▶ _Set exercise_: Rewrite the rows from the start through the line containing "<point>277,221</point>", inclusive, with requests included. Scale every coordinate in the answers by 0.4 and round to whole numbers with halves rounded up, leaving the requests and their format samples unchanged.

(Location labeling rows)
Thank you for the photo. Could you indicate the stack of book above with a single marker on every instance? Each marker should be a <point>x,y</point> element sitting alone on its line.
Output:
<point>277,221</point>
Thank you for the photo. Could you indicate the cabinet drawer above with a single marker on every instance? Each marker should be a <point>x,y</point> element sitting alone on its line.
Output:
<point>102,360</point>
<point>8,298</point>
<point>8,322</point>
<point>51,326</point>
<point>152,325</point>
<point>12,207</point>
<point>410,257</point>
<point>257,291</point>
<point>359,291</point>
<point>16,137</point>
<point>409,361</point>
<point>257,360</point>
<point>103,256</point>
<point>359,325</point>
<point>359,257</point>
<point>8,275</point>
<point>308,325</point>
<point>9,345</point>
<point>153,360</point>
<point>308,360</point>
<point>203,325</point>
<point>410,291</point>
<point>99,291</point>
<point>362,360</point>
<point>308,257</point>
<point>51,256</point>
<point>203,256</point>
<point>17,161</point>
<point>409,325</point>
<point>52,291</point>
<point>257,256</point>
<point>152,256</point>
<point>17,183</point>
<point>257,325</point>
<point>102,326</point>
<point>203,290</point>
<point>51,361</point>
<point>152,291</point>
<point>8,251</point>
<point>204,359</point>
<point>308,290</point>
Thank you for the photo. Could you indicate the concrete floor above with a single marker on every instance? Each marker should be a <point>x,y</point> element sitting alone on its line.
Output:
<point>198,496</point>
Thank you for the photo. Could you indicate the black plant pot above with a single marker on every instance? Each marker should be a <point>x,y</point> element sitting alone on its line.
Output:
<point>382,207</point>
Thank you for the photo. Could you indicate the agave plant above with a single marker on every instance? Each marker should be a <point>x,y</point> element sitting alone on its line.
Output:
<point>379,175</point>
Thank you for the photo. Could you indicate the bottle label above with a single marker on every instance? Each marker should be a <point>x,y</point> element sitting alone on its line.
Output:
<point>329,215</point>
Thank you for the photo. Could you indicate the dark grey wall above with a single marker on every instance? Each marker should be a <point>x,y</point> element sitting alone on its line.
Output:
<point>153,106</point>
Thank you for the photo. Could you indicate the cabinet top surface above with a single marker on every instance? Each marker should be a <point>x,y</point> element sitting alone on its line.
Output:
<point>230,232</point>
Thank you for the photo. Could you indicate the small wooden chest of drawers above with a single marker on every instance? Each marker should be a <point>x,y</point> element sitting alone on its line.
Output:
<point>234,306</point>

▶ _Correct response_:
Thank you for the photo. Could you indicate the stack of book above with a single marker on every instance? Each marker should be a <point>x,y</point> element sitting alone on its line.
Output:
<point>111,88</point>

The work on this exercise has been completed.